◆ DESCRIPTION OF THE TASK:
What lines below contain the word "every"? Please pull each one out.

(Excerpts from a dataset)

——————

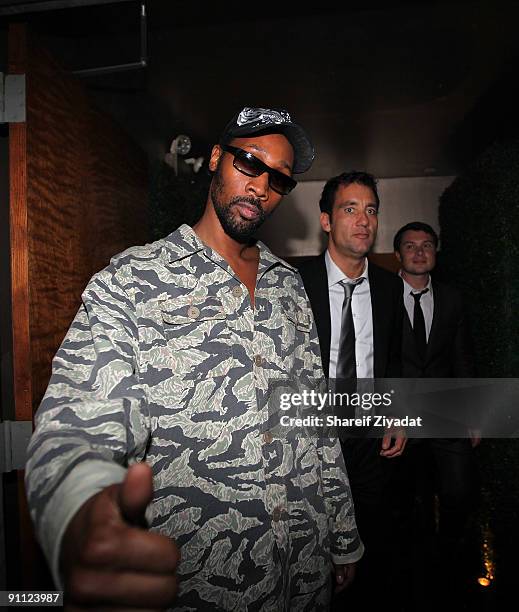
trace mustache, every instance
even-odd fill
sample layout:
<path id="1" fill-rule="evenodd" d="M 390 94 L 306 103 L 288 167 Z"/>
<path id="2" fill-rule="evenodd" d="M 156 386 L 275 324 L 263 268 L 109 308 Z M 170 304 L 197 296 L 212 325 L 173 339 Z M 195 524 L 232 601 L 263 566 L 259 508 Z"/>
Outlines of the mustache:
<path id="1" fill-rule="evenodd" d="M 249 204 L 249 206 L 254 206 L 260 212 L 260 214 L 264 214 L 263 206 L 261 205 L 261 200 L 259 198 L 255 198 L 254 196 L 234 196 L 229 202 L 230 206 L 233 204 Z"/>

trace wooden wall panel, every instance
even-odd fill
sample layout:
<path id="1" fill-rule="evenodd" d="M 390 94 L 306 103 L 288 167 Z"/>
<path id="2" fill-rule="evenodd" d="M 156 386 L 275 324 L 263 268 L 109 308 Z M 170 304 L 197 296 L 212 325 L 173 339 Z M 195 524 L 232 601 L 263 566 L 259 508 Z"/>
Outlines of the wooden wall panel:
<path id="1" fill-rule="evenodd" d="M 9 32 L 9 72 L 23 74 L 26 65 L 25 29 Z M 29 254 L 27 218 L 27 125 L 9 126 L 9 203 L 11 292 L 13 321 L 13 387 L 16 418 L 32 418 L 31 351 L 29 338 Z"/>
<path id="2" fill-rule="evenodd" d="M 96 266 L 112 255 L 148 239 L 149 209 L 143 155 L 122 131 L 110 129 L 113 120 L 92 109 L 90 141 L 90 248 Z M 124 158 L 121 151 L 125 152 Z M 106 203 L 111 202 L 110 206 Z M 102 240 L 92 241 L 92 232 Z M 97 268 L 96 268 L 97 269 Z"/>
<path id="3" fill-rule="evenodd" d="M 147 160 L 20 24 L 9 30 L 9 71 L 27 88 L 27 121 L 9 129 L 9 181 L 15 416 L 31 420 L 88 279 L 148 240 Z M 21 561 L 8 586 L 50 588 L 22 472 L 17 481 L 10 553 Z"/>
<path id="4" fill-rule="evenodd" d="M 32 404 L 92 274 L 146 242 L 144 154 L 83 83 L 29 44 L 27 83 Z"/>

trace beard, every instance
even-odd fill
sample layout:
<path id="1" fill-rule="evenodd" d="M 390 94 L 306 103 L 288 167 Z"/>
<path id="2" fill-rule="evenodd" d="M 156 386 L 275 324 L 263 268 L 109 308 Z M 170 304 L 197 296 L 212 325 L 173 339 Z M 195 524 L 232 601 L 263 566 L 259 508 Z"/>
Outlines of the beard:
<path id="1" fill-rule="evenodd" d="M 217 170 L 211 185 L 211 200 L 214 210 L 223 228 L 223 231 L 233 240 L 240 244 L 248 244 L 254 239 L 258 228 L 265 222 L 268 215 L 263 210 L 261 200 L 253 196 L 234 196 L 229 202 L 222 201 L 223 181 Z M 248 204 L 254 206 L 258 211 L 255 219 L 244 219 L 239 214 L 234 214 L 232 207 L 235 204 Z"/>

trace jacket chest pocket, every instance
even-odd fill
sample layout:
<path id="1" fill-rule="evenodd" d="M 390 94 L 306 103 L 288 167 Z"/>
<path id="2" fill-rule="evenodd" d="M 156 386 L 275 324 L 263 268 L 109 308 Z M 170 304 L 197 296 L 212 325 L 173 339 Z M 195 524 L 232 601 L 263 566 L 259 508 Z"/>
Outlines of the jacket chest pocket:
<path id="1" fill-rule="evenodd" d="M 309 309 L 301 308 L 293 300 L 282 300 L 281 305 L 286 321 L 281 334 L 282 356 L 285 367 L 292 371 L 302 367 L 304 352 L 310 346 L 312 317 Z"/>
<path id="2" fill-rule="evenodd" d="M 231 332 L 217 296 L 168 300 L 161 317 L 174 376 L 202 380 L 229 371 Z"/>

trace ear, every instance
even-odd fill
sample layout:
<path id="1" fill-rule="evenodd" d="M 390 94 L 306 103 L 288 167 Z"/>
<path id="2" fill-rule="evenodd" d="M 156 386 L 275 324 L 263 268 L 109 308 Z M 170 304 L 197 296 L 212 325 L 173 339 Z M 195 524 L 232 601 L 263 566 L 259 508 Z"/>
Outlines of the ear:
<path id="1" fill-rule="evenodd" d="M 400 255 L 400 251 L 395 251 L 395 256 L 400 263 L 402 263 L 402 255 Z"/>
<path id="2" fill-rule="evenodd" d="M 209 158 L 209 170 L 211 170 L 211 172 L 214 172 L 216 170 L 222 153 L 223 151 L 220 145 L 214 145 L 211 151 L 211 157 Z"/>
<path id="3" fill-rule="evenodd" d="M 324 232 L 330 232 L 330 230 L 332 229 L 332 224 L 330 223 L 330 215 L 328 213 L 322 212 L 321 216 L 319 217 L 319 220 L 321 222 L 321 227 L 323 228 Z"/>

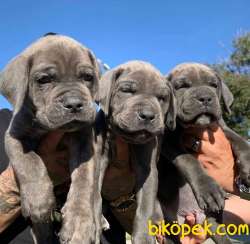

——————

◆ REPLY:
trace mustache, every instance
trace wooden wall panel, every instance
trace beard, every instance
trace jacket chest pocket, every instance
trace ear, every instance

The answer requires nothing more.